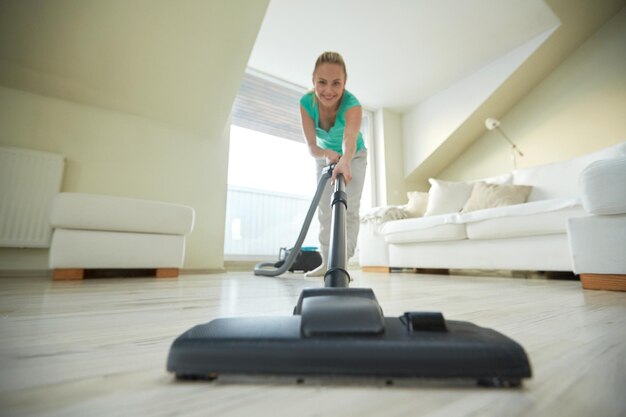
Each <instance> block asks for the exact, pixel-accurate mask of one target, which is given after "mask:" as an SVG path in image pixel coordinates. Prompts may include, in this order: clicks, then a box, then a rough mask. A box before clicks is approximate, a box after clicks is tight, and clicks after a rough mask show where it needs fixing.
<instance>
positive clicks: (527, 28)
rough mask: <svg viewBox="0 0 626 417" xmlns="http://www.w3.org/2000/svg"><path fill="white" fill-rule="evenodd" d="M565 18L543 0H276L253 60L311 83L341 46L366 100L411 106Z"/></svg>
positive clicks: (353, 83) (349, 85) (266, 71)
mask: <svg viewBox="0 0 626 417" xmlns="http://www.w3.org/2000/svg"><path fill="white" fill-rule="evenodd" d="M557 24H558V19H557V18H556V16H555V15H554V14H553V13H552V11H551V10H550V8H549V7H548V6H546V4H545V3H544V2H543V1H542V0H524V1H512V0H470V1H468V0H437V1H432V0H385V1H381V0H341V1H336V0H318V1H315V2H311V1H307V0H272V1H271V3H270V5H269V7H268V10H267V13H266V16H265V19H264V21H263V24H262V26H261V30H260V32H259V35H258V37H257V40H256V43H255V46H254V48H253V50H252V55H251V56H250V61H249V66H250V67H252V68H254V69H256V70H259V71H262V72H266V73H268V74H271V75H274V76H276V77H278V78H281V79H283V80H287V81H290V82H292V83H295V84H298V85H302V86H305V87H309V86H310V85H311V72H312V69H313V64H314V62H315V59H316V58H317V56H318V55H319V54H320V53H321V52H323V51H324V50H332V51H338V52H340V53H342V54H343V55H344V58H345V59H346V63H347V66H348V74H349V75H348V89H351V90H353V91H354V92H357V93H358V97H359V99H360V100H361V102H362V103H363V104H364V106H366V107H369V108H371V109H374V110H376V109H379V108H382V107H385V108H388V109H391V110H395V111H397V112H404V111H406V110H408V109H410V108H411V107H412V106H414V105H416V104H417V103H419V102H420V101H422V100H423V99H425V98H427V97H429V96H430V95H432V94H434V93H436V92H437V91H439V90H441V89H444V88H445V87H446V86H448V85H450V84H452V83H454V82H455V81H457V80H459V79H461V78H464V77H466V76H468V75H470V74H471V73H473V72H474V71H476V70H478V69H480V68H481V67H483V66H485V65H486V64H488V63H489V62H491V61H493V60H495V59H497V58H498V57H499V56H501V55H503V54H505V53H507V52H508V51H510V50H512V49H514V48H516V47H518V46H519V45H522V44H523V43H525V42H527V41H528V40H530V39H532V38H533V37H535V36H537V35H539V34H540V33H543V32H545V31H546V30H548V29H549V28H551V27H554V26H555V25H557Z"/></svg>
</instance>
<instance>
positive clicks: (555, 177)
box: [513, 142, 626, 201]
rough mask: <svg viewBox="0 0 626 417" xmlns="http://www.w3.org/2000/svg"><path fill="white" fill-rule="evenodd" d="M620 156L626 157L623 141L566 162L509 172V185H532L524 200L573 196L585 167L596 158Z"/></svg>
mask: <svg viewBox="0 0 626 417" xmlns="http://www.w3.org/2000/svg"><path fill="white" fill-rule="evenodd" d="M621 156H626V142H622V143H619V144H617V145H614V146H611V147H608V148H605V149H601V150H599V151H597V152H593V153H590V154H587V155H584V156H581V157H579V158H576V159H572V160H569V161H564V162H556V163H552V164H546V165H541V166H538V167H533V168H525V169H518V170H516V171H514V172H513V184H520V185H532V186H533V190H532V191H531V192H530V195H529V196H528V201H539V200H545V199H550V198H558V197H575V196H577V195H578V177H579V175H580V173H581V172H582V170H583V169H585V167H586V166H587V165H589V164H590V163H592V162H594V161H597V160H598V159H607V158H617V157H621Z"/></svg>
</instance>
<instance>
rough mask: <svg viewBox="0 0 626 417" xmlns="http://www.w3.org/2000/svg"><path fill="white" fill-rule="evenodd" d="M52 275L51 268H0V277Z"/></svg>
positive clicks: (13, 276)
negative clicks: (37, 268) (28, 268)
mask: <svg viewBox="0 0 626 417" xmlns="http://www.w3.org/2000/svg"><path fill="white" fill-rule="evenodd" d="M34 277H52V270H51V269H0V278H34Z"/></svg>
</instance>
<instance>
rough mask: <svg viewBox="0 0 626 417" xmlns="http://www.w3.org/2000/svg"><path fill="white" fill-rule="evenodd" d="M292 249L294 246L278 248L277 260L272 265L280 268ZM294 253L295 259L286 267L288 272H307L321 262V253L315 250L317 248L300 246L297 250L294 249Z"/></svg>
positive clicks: (282, 265) (319, 265)
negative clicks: (297, 249) (290, 263)
mask: <svg viewBox="0 0 626 417" xmlns="http://www.w3.org/2000/svg"><path fill="white" fill-rule="evenodd" d="M294 250H295V248H291V249H287V248H280V252H279V254H278V259H279V260H278V262H276V263H275V264H274V267H275V268H280V267H281V266H283V265H284V263H285V262H286V261H287V259H288V258H289V256H290V255H291V253H292V252H293V251H294ZM296 253H297V255H296V259H295V260H294V261H293V263H292V264H291V266H290V267H289V268H288V271H289V272H295V271H302V272H308V271H312V270H314V269H315V268H317V267H318V266H320V265H321V264H322V255H321V254H320V253H319V252H318V251H317V248H314V247H303V248H300V250H299V251H296Z"/></svg>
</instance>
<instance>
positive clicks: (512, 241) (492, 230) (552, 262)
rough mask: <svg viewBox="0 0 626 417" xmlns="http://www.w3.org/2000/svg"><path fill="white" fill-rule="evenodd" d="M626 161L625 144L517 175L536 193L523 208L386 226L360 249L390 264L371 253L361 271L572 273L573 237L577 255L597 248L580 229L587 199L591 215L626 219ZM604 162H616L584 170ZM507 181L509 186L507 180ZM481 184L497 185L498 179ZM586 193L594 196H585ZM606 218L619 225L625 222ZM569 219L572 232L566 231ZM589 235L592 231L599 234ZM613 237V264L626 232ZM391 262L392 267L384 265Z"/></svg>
mask: <svg viewBox="0 0 626 417" xmlns="http://www.w3.org/2000/svg"><path fill="white" fill-rule="evenodd" d="M624 156H626V142H622V143H619V144H617V145H614V146H611V147H609V148H605V149H602V150H599V151H597V152H593V153H591V154H588V155H584V156H582V157H580V158H576V159H573V160H570V161H565V162H559V163H555V164H548V165H543V166H538V167H534V168H527V169H523V170H517V171H515V172H514V173H513V181H512V182H513V184H516V185H530V186H532V187H533V190H532V191H531V193H530V196H529V198H528V202H527V203H524V204H516V205H511V206H504V207H497V208H489V209H483V210H477V211H472V212H467V213H458V212H457V213H449V214H442V215H436V216H430V217H423V218H414V219H404V220H397V221H391V222H388V223H384V224H382V225H380V227H378V228H377V232H376V233H371V234H365V235H364V236H363V241H364V242H363V243H361V244H362V245H364V246H367V247H368V248H370V249H372V248H374V247H375V248H376V249H375V251H376V254H384V256H382V255H381V256H378V257H376V258H369V255H368V253H371V252H373V250H372V251H361V257H360V263H361V265H362V266H389V267H412V268H478V269H522V270H524V269H526V270H539V271H572V270H574V266H573V264H572V251H574V249H572V250H571V251H570V245H569V244H568V236H569V239H570V243H571V244H572V247H574V246H578V247H580V248H584V245H585V241H588V243H587V245H595V244H596V243H593V242H595V240H593V239H587V237H586V233H588V234H589V235H590V234H591V231H589V232H585V231H584V230H583V229H584V228H583V226H577V225H579V224H585V221H586V217H584V216H586V214H587V213H586V212H585V211H584V210H583V208H582V205H581V199H582V201H583V204H584V205H585V207H586V209H587V210H588V211H589V212H590V213H591V212H592V211H590V210H593V211H595V212H596V213H597V214H608V213H615V212H620V211H622V208H623V207H624V206H623V205H622V204H623V203H624V202H625V199H624V195H625V194H626V186H625V185H624V180H625V178H626V176H625V175H624V174H623V173H622V170H623V165H622V163H621V162H619V161H618V160H617V159H619V158H623V157H624ZM616 158H617V159H616ZM602 159H611V160H612V162H610V163H608V162H596V163H595V164H593V165H592V166H590V167H589V168H588V169H587V170H585V168H586V167H587V166H589V165H590V164H591V163H593V162H595V161H599V160H602ZM620 161H621V159H620ZM596 167H603V169H602V170H601V171H602V172H596V170H595V168H596ZM604 169H608V170H610V169H613V170H614V171H615V172H614V173H613V174H611V178H612V179H608V177H607V175H608V172H604ZM583 170H585V175H587V176H588V177H585V175H583V177H585V178H583V179H581V182H582V184H581V185H582V189H583V191H582V193H583V195H582V196H581V194H580V191H579V189H578V184H579V175H580V173H581V172H583ZM617 171H619V173H617ZM495 178H497V177H495ZM509 178H510V177H509ZM502 180H503V181H506V178H505V176H503V177H502ZM476 181H485V182H495V181H494V178H488V179H482V180H476ZM476 181H473V182H468V183H467V184H472V183H474V182H476ZM585 182H587V186H585V185H584V184H585ZM598 184H599V185H598ZM585 187H587V188H588V189H589V191H588V192H585V191H584V189H585ZM597 193H599V195H597ZM585 199H587V201H585ZM429 200H430V196H429ZM429 204H430V201H429ZM625 214H626V213H625ZM605 217H607V218H609V217H610V218H613V220H614V221H616V220H617V218H618V217H619V216H615V215H613V216H605ZM568 219H571V223H572V224H573V225H574V226H569V228H568V226H567V225H568V223H567V221H568ZM592 221H593V220H592ZM579 222H580V223H579ZM591 224H594V223H590V225H591ZM603 224H604V223H603ZM607 224H608V223H607ZM589 227H590V228H591V229H593V227H594V226H589ZM621 227H622V226H621V223H619V222H617V223H616V224H615V228H616V230H622V229H621ZM575 229H580V232H578V234H579V236H580V239H578V241H576V242H573V243H572V242H571V240H572V239H576V238H575V236H573V235H576V234H577V232H576V231H574V232H572V231H573V230H575ZM602 229H603V228H602V227H599V228H598V230H597V232H598V233H600V235H603V232H602ZM463 234H465V237H464V236H463ZM613 236H622V240H619V239H617V238H616V239H617V240H613V241H612V242H613V243H612V244H613V247H612V248H610V250H609V248H606V251H607V253H609V254H611V255H610V256H609V257H612V256H613V255H612V253H613V252H611V250H612V251H618V252H619V254H620V256H621V257H623V258H624V259H626V255H625V254H626V232H624V231H620V232H619V234H617V235H615V234H613ZM370 239H372V240H376V242H375V243H374V242H371V241H370ZM442 239H445V240H442ZM594 239H595V238H594ZM381 242H382V243H381ZM384 242H387V244H386V248H387V251H385V250H384V248H385V245H384V244H383V243H384ZM598 245H601V244H600V243H598ZM582 250H583V249H580V251H582ZM603 250H604V249H603ZM590 253H592V254H594V255H593V256H591V257H590V258H588V259H593V258H594V257H595V262H596V263H598V264H601V263H602V262H603V259H604V258H603V256H602V255H601V254H600V253H599V252H598V251H591V252H590ZM616 256H617V255H616ZM577 258H580V256H577ZM385 259H388V263H382V262H384V261H385ZM620 259H621V258H620ZM574 262H576V258H575V259H574ZM622 262H623V261H622ZM608 263H609V264H611V263H612V261H609V262H608ZM576 269H577V270H578V267H576ZM601 270H602V269H598V271H601ZM612 270H613V271H615V270H616V269H615V268H612ZM617 270H619V268H617ZM586 272H588V273H593V272H594V271H586ZM613 273H615V272H613ZM621 273H624V272H621Z"/></svg>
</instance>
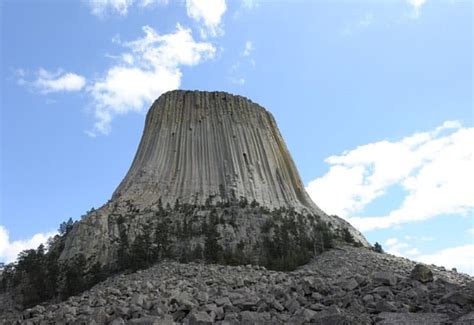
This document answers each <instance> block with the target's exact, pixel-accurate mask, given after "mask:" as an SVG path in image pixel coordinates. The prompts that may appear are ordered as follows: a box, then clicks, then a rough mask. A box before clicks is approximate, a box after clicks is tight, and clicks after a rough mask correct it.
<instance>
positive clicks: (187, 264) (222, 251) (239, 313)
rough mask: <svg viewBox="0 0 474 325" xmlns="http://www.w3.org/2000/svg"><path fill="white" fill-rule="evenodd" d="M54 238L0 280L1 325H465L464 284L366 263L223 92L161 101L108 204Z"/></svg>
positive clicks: (268, 145) (467, 284) (16, 265)
mask: <svg viewBox="0 0 474 325" xmlns="http://www.w3.org/2000/svg"><path fill="white" fill-rule="evenodd" d="M71 223H72V221H71ZM63 228H64V232H63V234H61V235H58V236H56V237H55V238H54V239H53V240H52V241H51V242H50V245H49V247H48V250H47V252H45V249H44V247H42V246H40V247H39V248H38V249H37V250H29V251H25V252H24V254H22V256H21V258H20V259H19V262H18V263H17V264H16V265H10V266H6V267H5V268H3V269H0V285H1V286H0V289H1V291H0V323H1V324H212V323H217V324H239V323H243V324H282V323H287V324H307V323H316V324H452V323H454V324H459V325H460V324H473V323H474V281H473V279H472V278H471V277H469V276H467V275H463V274H458V273H457V272H455V271H446V270H445V269H444V268H439V267H435V266H433V265H431V266H428V265H421V264H418V265H416V263H415V262H412V261H409V260H407V259H404V258H400V257H395V256H391V255H388V254H382V253H376V252H374V251H373V250H372V249H371V248H370V247H369V245H368V243H367V241H366V240H365V239H364V237H363V236H362V235H361V234H360V233H359V232H358V231H357V230H356V229H354V228H353V227H351V226H350V225H349V224H348V223H347V222H345V221H343V220H342V219H340V218H338V217H335V216H328V215H327V214H325V213H324V212H323V211H321V209H319V208H318V207H317V206H316V205H315V204H314V203H313V202H312V201H311V199H310V198H309V196H308V195H307V193H306V192H305V190H304V187H303V184H302V182H301V180H300V178H299V176H298V172H297V171H296V168H295V165H294V163H293V161H292V159H291V156H290V154H289V152H288V149H287V148H286V146H285V144H284V142H283V140H282V137H281V135H280V133H279V131H278V129H277V127H276V124H275V121H274V119H273V117H272V116H271V114H270V113H268V112H267V111H266V110H265V109H263V108H262V107H260V106H258V105H257V104H254V103H252V102H251V101H249V100H247V99H245V98H243V97H239V96H232V95H229V94H226V93H222V92H213V93H210V92H190V91H173V92H169V93H166V94H164V95H163V96H161V97H160V98H159V99H158V100H157V101H156V102H155V103H154V104H153V106H152V108H151V109H150V111H149V113H148V115H147V119H146V125H145V130H144V134H143V137H142V140H141V143H140V146H139V149H138V152H137V154H136V157H135V159H134V161H133V164H132V167H131V168H130V170H129V172H128V173H127V175H126V177H125V179H124V180H123V181H122V182H121V184H120V185H119V187H118V188H117V190H116V191H115V192H114V194H113V196H112V199H111V200H110V201H109V202H108V203H107V204H105V205H104V206H103V207H101V208H99V209H98V210H94V211H91V212H89V213H88V214H87V215H86V216H85V218H83V219H82V220H81V221H79V222H76V223H75V224H74V225H72V224H71V225H66V226H65V227H63ZM331 248H332V249H331ZM379 251H380V252H382V249H381V247H380V246H379ZM176 260H179V261H180V262H186V263H179V262H177V261H176ZM204 262H206V263H204ZM213 263H218V264H213ZM224 264H227V265H224ZM298 266H299V267H298ZM147 267H149V268H147ZM140 268H142V269H144V268H147V269H146V270H140V271H137V272H133V271H136V270H137V269H140ZM270 269H271V270H270ZM281 270H285V271H288V270H290V271H291V272H280V271H281ZM107 276H109V278H108V279H105V278H107ZM104 279H105V281H103V280H104ZM99 282H100V283H99ZM94 284H96V285H95V286H93V285H94ZM92 286H93V287H92ZM87 288H90V290H87V291H84V290H85V289H87ZM68 297H69V298H68ZM66 298H68V299H67V300H65V299H66ZM46 300H49V301H48V302H47V303H45V301H46ZM60 300H64V301H62V302H59V301H60ZM39 302H43V303H42V304H41V305H36V304H38V303H39ZM35 305H36V306H35ZM25 306H27V307H32V308H27V309H25ZM23 309H24V310H23Z"/></svg>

....

__Problem requirements__: Keep only those lines of the records that hold "target", and return them.

__Your solution__:
Each <instance> block asks for the exact, pixel-accurate mask of one target, which is given after "mask:" as an SVG path in image pixel coordinates. Prompts may include, in this order: clicks, then a box, then a rough mask. A box before clicks is approximate, a box after clicks is tight, and clicks after a rough mask show where it needs fixing.
This document answers each <instance> block with the target's exact, pixel-accurate mask, given after "mask:" as an SVG path in image pixel coordinates. The prompts that may appear are ordered as follows: a box, then clicks, then a rough mask. A box before clicks is approximate, a box after clicks is tight, and clicks after a rough mask correct it.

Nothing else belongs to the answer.